Update the Butcher of Provincetown promo thread from "## RoxyBlue (Oct" up to and including "documentation of it." by replacing "fabulous" with "wonderful".

» DOCUMENT SEGMENT:
— BEGIN —
# Butcher of Provincetown - 2015 Promo



## BradGoodspeed (Sep 13, 2011)

Hi folks! Been awhile since I posted here, hope everyone is well.

Just wanted to share our 2015 promo, which everyone put a lot of work into this year. This is our last season as a walkthrough haunt, so we're trying to go out with a bang.

Please enjoy!






PS: I tried like heck to get the video player embedded in the post, but failed. Sorry!


----------



## BradGoodspeed (Sep 13, 2011)

And..... it did embed. Duh.


----------



## tjc67 (Jul 28, 2013)

I love it. I checked out the website and really like the detail put into all the videos.


----------



## RoxyBlue (Oct 6, 2008)

Nooooo!!!!!!!!!!!!!! You can't stop doing this! Think of your fans, think of your friends here, think of how your fabulous haunt and videos make the rest of us look like pikers, think of.....hmmmm.....

I so look forward to seeing the videos of your haunt every year. You put together both a professional haunt and professional (as well as hilarious) documentation of it.
— END —
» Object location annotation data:
— BEGIN —
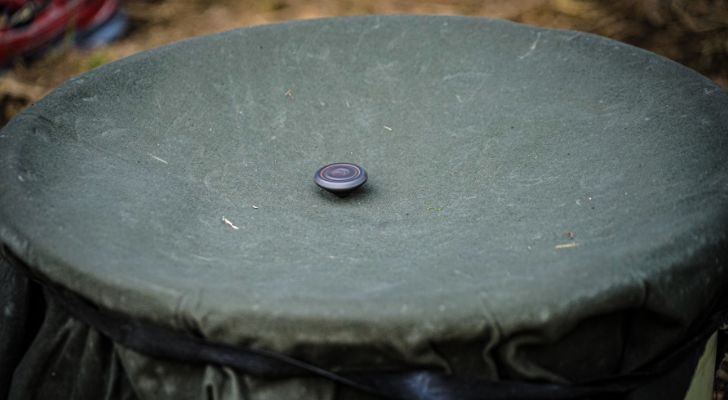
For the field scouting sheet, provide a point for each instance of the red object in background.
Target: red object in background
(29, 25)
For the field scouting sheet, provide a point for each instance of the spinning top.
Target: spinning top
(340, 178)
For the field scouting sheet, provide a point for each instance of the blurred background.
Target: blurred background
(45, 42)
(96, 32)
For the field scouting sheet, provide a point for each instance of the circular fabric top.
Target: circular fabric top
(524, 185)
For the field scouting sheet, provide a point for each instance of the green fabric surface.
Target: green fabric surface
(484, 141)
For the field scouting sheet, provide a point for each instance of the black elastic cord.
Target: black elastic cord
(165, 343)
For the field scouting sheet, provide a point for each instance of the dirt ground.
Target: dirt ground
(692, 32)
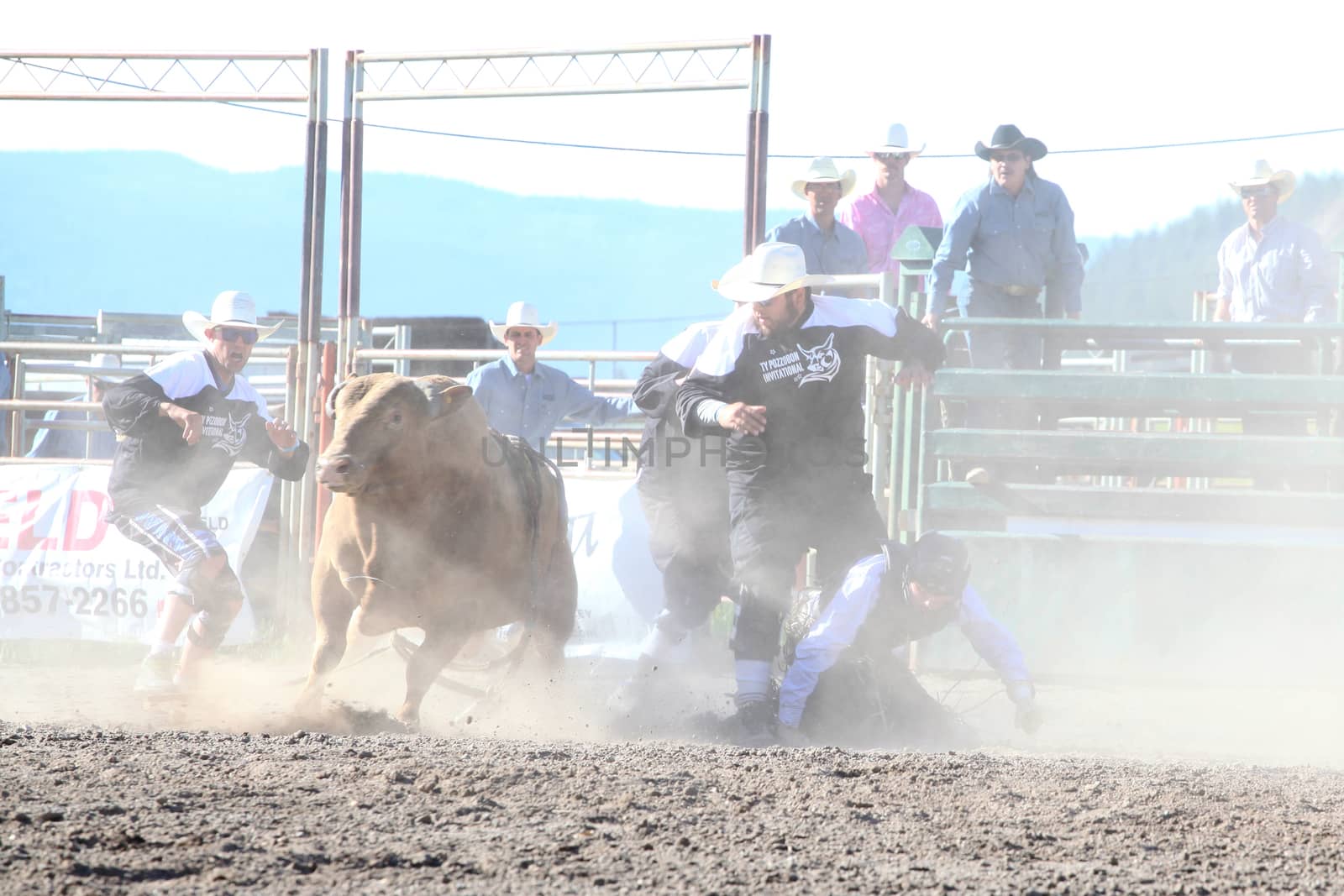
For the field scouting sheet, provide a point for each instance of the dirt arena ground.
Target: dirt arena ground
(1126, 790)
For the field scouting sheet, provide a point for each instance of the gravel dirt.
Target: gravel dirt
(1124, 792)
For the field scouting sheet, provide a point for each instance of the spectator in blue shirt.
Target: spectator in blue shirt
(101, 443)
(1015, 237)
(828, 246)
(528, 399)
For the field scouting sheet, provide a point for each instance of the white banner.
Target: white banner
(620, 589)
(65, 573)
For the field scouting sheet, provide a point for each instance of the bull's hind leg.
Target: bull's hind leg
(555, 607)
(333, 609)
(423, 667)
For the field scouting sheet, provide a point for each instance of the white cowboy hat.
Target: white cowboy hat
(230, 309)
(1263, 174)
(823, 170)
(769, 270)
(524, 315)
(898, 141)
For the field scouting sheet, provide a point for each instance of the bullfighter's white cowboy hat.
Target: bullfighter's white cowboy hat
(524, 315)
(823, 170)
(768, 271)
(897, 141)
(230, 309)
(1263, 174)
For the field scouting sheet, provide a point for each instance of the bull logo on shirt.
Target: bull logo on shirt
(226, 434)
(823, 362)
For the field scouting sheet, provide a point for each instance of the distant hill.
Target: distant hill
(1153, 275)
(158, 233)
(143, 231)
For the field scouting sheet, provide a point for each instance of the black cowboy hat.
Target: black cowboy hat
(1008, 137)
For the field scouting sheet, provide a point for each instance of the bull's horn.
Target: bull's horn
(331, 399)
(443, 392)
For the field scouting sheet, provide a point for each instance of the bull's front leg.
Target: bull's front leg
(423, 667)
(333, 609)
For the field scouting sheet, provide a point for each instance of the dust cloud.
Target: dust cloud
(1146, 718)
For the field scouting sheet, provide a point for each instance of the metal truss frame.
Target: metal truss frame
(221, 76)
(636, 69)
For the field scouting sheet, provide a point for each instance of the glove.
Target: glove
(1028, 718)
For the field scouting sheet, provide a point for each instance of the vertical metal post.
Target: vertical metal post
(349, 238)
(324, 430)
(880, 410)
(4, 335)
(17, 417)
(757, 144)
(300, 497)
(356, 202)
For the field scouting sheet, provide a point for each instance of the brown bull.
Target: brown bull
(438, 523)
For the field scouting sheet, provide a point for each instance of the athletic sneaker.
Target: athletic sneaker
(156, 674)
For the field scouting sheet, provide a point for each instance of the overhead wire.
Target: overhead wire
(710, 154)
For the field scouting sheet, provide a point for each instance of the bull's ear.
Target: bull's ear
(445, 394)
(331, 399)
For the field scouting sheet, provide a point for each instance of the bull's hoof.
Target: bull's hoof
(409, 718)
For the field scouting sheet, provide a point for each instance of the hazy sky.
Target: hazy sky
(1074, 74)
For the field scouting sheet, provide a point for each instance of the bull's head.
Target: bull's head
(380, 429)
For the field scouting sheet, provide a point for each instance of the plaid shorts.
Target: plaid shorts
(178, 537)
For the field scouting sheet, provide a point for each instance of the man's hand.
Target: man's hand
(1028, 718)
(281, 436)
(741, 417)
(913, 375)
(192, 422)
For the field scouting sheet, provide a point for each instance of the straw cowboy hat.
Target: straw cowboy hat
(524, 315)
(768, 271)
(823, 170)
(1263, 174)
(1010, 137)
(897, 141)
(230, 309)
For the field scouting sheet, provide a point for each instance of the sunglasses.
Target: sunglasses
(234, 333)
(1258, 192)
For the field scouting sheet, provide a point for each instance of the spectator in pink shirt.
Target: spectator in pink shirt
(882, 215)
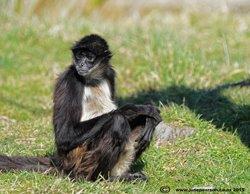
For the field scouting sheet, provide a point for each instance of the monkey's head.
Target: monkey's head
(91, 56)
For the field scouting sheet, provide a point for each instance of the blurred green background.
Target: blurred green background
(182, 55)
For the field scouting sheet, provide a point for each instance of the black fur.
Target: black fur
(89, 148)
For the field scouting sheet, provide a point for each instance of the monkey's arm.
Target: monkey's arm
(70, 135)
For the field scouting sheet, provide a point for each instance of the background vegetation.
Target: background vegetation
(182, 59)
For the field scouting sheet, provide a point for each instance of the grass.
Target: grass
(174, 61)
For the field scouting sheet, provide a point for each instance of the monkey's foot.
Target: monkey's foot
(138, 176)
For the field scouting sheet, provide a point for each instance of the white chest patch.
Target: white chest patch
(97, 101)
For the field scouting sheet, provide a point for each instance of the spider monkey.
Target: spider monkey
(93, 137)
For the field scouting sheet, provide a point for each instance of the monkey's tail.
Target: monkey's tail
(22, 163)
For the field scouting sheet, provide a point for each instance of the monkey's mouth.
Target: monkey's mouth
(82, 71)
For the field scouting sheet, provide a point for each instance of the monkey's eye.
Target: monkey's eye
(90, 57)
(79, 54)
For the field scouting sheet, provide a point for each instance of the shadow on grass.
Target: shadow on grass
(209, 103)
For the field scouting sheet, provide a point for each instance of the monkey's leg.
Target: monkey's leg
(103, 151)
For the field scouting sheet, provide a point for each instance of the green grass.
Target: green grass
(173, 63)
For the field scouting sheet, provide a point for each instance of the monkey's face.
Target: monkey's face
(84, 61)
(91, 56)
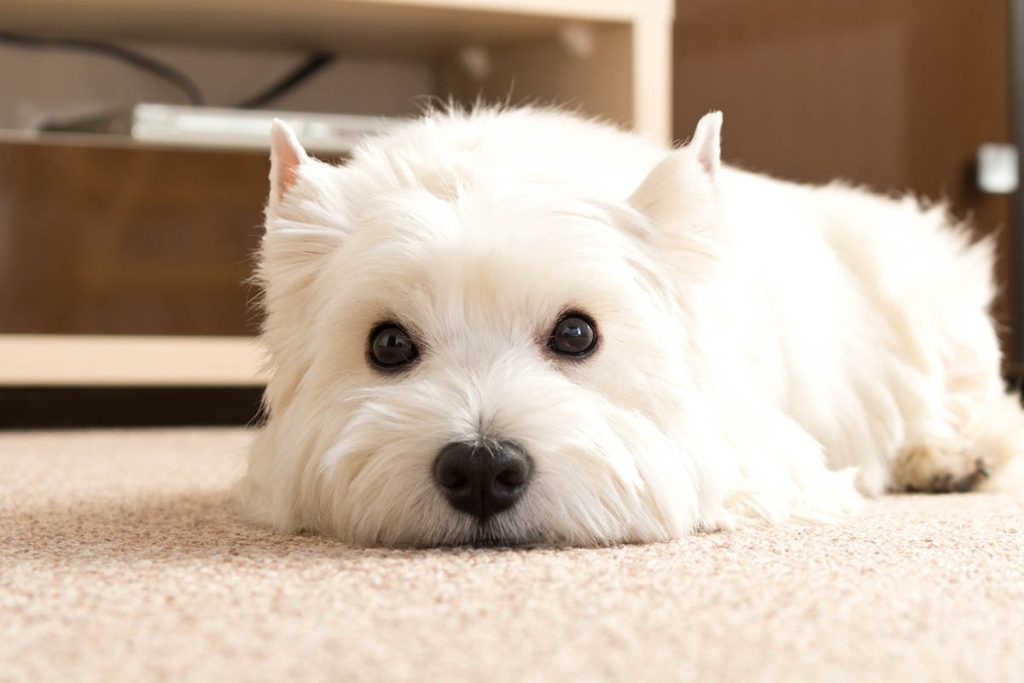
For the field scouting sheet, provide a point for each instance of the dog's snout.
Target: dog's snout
— END —
— BEGIN —
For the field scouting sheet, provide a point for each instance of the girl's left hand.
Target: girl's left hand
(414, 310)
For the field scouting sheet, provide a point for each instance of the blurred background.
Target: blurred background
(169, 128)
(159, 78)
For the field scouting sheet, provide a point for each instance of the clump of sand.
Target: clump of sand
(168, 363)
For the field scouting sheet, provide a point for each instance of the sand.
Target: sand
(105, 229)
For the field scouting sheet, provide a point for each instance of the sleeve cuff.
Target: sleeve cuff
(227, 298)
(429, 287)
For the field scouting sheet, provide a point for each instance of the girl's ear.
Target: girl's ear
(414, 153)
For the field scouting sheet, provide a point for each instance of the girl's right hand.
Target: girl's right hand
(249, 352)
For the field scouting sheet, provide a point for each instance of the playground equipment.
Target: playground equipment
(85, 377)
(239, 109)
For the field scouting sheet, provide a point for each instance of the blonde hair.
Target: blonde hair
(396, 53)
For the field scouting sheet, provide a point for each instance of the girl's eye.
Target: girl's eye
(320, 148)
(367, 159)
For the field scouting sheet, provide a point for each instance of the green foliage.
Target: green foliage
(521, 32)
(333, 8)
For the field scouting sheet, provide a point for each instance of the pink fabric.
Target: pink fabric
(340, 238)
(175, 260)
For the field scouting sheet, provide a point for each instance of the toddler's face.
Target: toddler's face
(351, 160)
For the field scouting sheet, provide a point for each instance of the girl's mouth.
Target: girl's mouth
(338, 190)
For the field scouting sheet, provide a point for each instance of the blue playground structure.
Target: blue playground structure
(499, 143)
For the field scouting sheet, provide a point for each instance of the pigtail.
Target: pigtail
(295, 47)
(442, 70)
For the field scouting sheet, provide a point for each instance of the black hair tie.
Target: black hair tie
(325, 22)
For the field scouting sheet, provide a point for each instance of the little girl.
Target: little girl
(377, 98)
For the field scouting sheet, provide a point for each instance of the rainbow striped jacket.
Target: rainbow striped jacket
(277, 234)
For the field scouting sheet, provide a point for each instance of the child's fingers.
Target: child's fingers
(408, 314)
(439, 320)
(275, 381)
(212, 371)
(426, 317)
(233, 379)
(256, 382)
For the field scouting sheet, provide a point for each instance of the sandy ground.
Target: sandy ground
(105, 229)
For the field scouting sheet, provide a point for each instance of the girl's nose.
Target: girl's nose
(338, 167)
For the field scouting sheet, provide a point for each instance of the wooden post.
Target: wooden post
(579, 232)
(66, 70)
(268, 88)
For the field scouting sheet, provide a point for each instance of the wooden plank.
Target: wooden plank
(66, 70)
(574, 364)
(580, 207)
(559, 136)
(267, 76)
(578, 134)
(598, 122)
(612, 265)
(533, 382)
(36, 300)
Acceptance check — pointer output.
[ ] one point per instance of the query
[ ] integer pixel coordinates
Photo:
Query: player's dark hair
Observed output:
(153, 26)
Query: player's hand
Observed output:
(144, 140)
— END —
» RESULT OF THE TASK:
## RoxyBlue (Oct 6, 2008)

Nooooo!!!!!!!!!!!!!! You can't stop doing this! Think of your fans, think of your friends here, think of how your wonderful haunt and videos make the rest of us look like pikers, think of.....hmmmm.....

I so look forward to seeing the videos of your haunt every year. You put together both a professional haunt and professional (as well as hilarious) documentation of it.